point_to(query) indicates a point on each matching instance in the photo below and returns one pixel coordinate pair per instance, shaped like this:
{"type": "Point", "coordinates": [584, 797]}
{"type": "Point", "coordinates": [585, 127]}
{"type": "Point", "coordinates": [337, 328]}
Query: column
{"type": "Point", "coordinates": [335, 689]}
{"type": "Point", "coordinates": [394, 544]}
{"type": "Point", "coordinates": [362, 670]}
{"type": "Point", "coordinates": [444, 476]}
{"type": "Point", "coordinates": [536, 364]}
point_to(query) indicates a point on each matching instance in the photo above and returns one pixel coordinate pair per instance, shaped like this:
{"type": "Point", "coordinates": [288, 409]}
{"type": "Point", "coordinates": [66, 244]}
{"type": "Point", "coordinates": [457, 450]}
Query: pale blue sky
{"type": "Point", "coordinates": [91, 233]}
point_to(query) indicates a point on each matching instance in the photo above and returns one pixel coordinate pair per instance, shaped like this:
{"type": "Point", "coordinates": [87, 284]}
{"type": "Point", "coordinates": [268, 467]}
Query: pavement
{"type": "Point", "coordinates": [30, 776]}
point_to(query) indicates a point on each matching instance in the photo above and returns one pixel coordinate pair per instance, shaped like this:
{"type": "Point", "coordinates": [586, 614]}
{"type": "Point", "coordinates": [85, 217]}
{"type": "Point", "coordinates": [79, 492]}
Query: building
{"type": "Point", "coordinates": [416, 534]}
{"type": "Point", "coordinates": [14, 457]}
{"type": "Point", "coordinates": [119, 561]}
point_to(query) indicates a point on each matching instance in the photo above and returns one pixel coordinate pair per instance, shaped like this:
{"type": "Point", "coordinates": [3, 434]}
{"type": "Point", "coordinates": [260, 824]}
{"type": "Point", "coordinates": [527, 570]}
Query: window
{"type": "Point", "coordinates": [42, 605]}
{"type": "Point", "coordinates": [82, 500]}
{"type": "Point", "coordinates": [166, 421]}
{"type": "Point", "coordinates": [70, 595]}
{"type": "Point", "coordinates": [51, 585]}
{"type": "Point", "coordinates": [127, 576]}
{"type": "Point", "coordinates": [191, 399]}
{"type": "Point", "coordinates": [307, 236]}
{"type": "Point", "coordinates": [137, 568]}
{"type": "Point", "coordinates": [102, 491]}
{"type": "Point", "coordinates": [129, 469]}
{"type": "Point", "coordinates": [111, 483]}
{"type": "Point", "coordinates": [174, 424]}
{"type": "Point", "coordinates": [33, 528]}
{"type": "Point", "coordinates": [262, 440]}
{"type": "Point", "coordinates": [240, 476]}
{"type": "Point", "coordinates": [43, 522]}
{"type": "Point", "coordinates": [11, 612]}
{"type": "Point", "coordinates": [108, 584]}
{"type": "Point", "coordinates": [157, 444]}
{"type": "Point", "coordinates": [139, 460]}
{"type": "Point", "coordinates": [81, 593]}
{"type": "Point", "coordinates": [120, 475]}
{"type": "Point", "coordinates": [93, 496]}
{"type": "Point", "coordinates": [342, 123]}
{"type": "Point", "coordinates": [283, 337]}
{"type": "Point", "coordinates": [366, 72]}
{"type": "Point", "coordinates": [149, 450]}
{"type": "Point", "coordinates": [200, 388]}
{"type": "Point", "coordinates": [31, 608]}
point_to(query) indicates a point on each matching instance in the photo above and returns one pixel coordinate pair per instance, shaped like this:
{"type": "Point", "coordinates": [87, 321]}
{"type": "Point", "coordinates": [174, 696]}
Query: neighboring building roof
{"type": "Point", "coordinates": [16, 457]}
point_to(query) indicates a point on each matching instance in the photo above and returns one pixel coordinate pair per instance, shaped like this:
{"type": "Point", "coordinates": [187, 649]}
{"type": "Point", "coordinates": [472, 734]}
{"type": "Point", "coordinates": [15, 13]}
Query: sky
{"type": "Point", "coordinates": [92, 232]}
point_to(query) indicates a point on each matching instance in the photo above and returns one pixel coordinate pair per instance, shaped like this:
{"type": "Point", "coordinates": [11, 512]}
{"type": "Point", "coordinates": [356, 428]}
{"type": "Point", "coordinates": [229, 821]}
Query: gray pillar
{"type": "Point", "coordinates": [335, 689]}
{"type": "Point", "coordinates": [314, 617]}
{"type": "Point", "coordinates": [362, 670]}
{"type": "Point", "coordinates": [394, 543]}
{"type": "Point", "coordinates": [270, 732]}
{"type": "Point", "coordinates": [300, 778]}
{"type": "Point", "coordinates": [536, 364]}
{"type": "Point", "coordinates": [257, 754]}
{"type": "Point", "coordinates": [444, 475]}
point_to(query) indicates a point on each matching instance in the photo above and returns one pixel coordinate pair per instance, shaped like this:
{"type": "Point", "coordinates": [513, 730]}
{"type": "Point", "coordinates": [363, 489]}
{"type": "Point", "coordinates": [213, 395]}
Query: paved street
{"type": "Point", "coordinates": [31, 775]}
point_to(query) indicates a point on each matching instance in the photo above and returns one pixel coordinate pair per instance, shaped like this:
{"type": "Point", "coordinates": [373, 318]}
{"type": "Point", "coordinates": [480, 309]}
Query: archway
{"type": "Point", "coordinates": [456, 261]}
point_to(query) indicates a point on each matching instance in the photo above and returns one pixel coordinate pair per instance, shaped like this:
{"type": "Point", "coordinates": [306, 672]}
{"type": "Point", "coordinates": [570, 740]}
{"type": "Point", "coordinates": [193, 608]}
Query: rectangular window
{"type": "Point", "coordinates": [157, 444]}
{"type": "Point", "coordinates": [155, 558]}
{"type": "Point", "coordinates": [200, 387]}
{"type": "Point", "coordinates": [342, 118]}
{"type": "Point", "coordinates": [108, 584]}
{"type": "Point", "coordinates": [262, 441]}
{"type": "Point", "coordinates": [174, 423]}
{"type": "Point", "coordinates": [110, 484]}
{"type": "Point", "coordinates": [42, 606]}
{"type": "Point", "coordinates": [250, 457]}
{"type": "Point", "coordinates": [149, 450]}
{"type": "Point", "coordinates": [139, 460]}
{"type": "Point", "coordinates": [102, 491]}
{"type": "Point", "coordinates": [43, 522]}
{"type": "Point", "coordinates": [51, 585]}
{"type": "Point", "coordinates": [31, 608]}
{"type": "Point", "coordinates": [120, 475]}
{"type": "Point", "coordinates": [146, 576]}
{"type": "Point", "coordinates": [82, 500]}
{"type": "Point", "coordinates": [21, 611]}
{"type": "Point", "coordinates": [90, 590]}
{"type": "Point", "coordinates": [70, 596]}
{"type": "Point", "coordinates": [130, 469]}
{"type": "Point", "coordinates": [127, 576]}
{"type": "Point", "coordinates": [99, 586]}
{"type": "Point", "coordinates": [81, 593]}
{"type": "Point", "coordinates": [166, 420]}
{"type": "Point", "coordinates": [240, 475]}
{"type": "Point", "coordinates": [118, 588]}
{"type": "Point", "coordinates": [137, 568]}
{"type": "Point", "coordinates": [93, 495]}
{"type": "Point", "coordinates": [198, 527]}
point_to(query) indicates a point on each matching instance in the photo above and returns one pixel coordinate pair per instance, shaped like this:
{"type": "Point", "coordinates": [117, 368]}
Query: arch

= = =

Write out every line of the material again, exactly as it reads.

point_to(query) indicates a point on each matching instance in the photo below and returns one pixel coordinate pair per instance, shaped like this:
{"type": "Point", "coordinates": [584, 797]}
{"type": "Point", "coordinates": [585, 127]}
{"type": "Point", "coordinates": [337, 328]}
Query: column
{"type": "Point", "coordinates": [335, 689]}
{"type": "Point", "coordinates": [394, 544]}
{"type": "Point", "coordinates": [362, 670]}
{"type": "Point", "coordinates": [444, 476]}
{"type": "Point", "coordinates": [536, 364]}
point_to(query) indicates a point on each matching instance in the photo above and returns one pixel coordinate pair per instance, shaped like this:
{"type": "Point", "coordinates": [288, 409]}
{"type": "Point", "coordinates": [66, 244]}
{"type": "Point", "coordinates": [457, 450]}
Query: pale blue sky
{"type": "Point", "coordinates": [91, 233]}
point_to(query) indicates a point on each matching instance in the photo above and returns one pixel coordinate pair per instance, shaped like this:
{"type": "Point", "coordinates": [87, 284]}
{"type": "Point", "coordinates": [268, 467]}
Query: pavement
{"type": "Point", "coordinates": [30, 776]}
point_to(query) indicates a point on each matching instance in the photo above and returns one pixel coordinate pair per instance, shaped like this:
{"type": "Point", "coordinates": [586, 614]}
{"type": "Point", "coordinates": [85, 217]}
{"type": "Point", "coordinates": [79, 492]}
Query: building
{"type": "Point", "coordinates": [416, 534]}
{"type": "Point", "coordinates": [14, 457]}
{"type": "Point", "coordinates": [119, 561]}
point_to(query) indicates a point on each matching instance in the photo above and returns one pixel coordinate pair per instance, shaped like this:
{"type": "Point", "coordinates": [3, 434]}
{"type": "Point", "coordinates": [260, 824]}
{"type": "Point", "coordinates": [527, 570]}
Query: window
{"type": "Point", "coordinates": [42, 605]}
{"type": "Point", "coordinates": [82, 500]}
{"type": "Point", "coordinates": [166, 421]}
{"type": "Point", "coordinates": [70, 595]}
{"type": "Point", "coordinates": [51, 585]}
{"type": "Point", "coordinates": [127, 576]}
{"type": "Point", "coordinates": [191, 399]}
{"type": "Point", "coordinates": [307, 236]}
{"type": "Point", "coordinates": [137, 568]}
{"type": "Point", "coordinates": [102, 491]}
{"type": "Point", "coordinates": [129, 469]}
{"type": "Point", "coordinates": [111, 483]}
{"type": "Point", "coordinates": [174, 424]}
{"type": "Point", "coordinates": [33, 528]}
{"type": "Point", "coordinates": [262, 440]}
{"type": "Point", "coordinates": [240, 476]}
{"type": "Point", "coordinates": [43, 522]}
{"type": "Point", "coordinates": [11, 612]}
{"type": "Point", "coordinates": [108, 584]}
{"type": "Point", "coordinates": [157, 444]}
{"type": "Point", "coordinates": [139, 460]}
{"type": "Point", "coordinates": [81, 593]}
{"type": "Point", "coordinates": [120, 475]}
{"type": "Point", "coordinates": [93, 496]}
{"type": "Point", "coordinates": [342, 123]}
{"type": "Point", "coordinates": [283, 337]}
{"type": "Point", "coordinates": [366, 72]}
{"type": "Point", "coordinates": [149, 450]}
{"type": "Point", "coordinates": [200, 388]}
{"type": "Point", "coordinates": [31, 608]}
point_to(query) indicates a point on each matching instance in the photo above and returns one pixel coordinate pair per instance, shaped like this:
{"type": "Point", "coordinates": [87, 321]}
{"type": "Point", "coordinates": [174, 696]}
Query: neighboring building roof
{"type": "Point", "coordinates": [16, 457]}
point_to(query) indicates a point on each matching instance in the photo above and returns one pixel coordinate pair per instance, shaped like this:
{"type": "Point", "coordinates": [187, 649]}
{"type": "Point", "coordinates": [472, 734]}
{"type": "Point", "coordinates": [15, 13]}
Query: sky
{"type": "Point", "coordinates": [92, 232]}
point_to(query) indicates a point on each matching instance in the photo above and returns one pixel coordinate pair per instance, shaped like this:
{"type": "Point", "coordinates": [11, 512]}
{"type": "Point", "coordinates": [356, 428]}
{"type": "Point", "coordinates": [229, 821]}
Query: gray pillar
{"type": "Point", "coordinates": [335, 689]}
{"type": "Point", "coordinates": [314, 617]}
{"type": "Point", "coordinates": [362, 670]}
{"type": "Point", "coordinates": [394, 543]}
{"type": "Point", "coordinates": [270, 732]}
{"type": "Point", "coordinates": [300, 778]}
{"type": "Point", "coordinates": [536, 364]}
{"type": "Point", "coordinates": [257, 754]}
{"type": "Point", "coordinates": [444, 475]}
point_to(query) indicates a point on each matching instance in the photo above and returns one pixel coordinate pair per instance, shaped like this:
{"type": "Point", "coordinates": [513, 730]}
{"type": "Point", "coordinates": [363, 489]}
{"type": "Point", "coordinates": [213, 395]}
Query: paved street
{"type": "Point", "coordinates": [31, 775]}
point_to(query) indicates a point on each matching instance in the photo above and returns one pixel coordinate pair per instance, shaped like this:
{"type": "Point", "coordinates": [373, 318]}
{"type": "Point", "coordinates": [480, 309]}
Query: archway
{"type": "Point", "coordinates": [456, 261]}
point_to(query) indicates a point on each matching instance in the photo above and returns one pixel coordinate pair per instance, shaped like this:
{"type": "Point", "coordinates": [306, 672]}
{"type": "Point", "coordinates": [570, 740]}
{"type": "Point", "coordinates": [193, 608]}
Query: rectangular window
{"type": "Point", "coordinates": [157, 444]}
{"type": "Point", "coordinates": [155, 558]}
{"type": "Point", "coordinates": [200, 387]}
{"type": "Point", "coordinates": [342, 118]}
{"type": "Point", "coordinates": [108, 584]}
{"type": "Point", "coordinates": [262, 441]}
{"type": "Point", "coordinates": [174, 423]}
{"type": "Point", "coordinates": [110, 484]}
{"type": "Point", "coordinates": [42, 606]}
{"type": "Point", "coordinates": [250, 457]}
{"type": "Point", "coordinates": [149, 450]}
{"type": "Point", "coordinates": [139, 460]}
{"type": "Point", "coordinates": [102, 491]}
{"type": "Point", "coordinates": [43, 522]}
{"type": "Point", "coordinates": [51, 585]}
{"type": "Point", "coordinates": [31, 608]}
{"type": "Point", "coordinates": [120, 475]}
{"type": "Point", "coordinates": [146, 576]}
{"type": "Point", "coordinates": [82, 500]}
{"type": "Point", "coordinates": [21, 611]}
{"type": "Point", "coordinates": [90, 590]}
{"type": "Point", "coordinates": [70, 596]}
{"type": "Point", "coordinates": [130, 469]}
{"type": "Point", "coordinates": [127, 576]}
{"type": "Point", "coordinates": [99, 586]}
{"type": "Point", "coordinates": [81, 593]}
{"type": "Point", "coordinates": [166, 420]}
{"type": "Point", "coordinates": [240, 475]}
{"type": "Point", "coordinates": [118, 588]}
{"type": "Point", "coordinates": [137, 568]}
{"type": "Point", "coordinates": [93, 495]}
{"type": "Point", "coordinates": [198, 527]}
point_to(query) indicates a point on each matching instance in the photo above and returns one pixel coordinate pair per instance, shaped like this:
{"type": "Point", "coordinates": [117, 368]}
Query: arch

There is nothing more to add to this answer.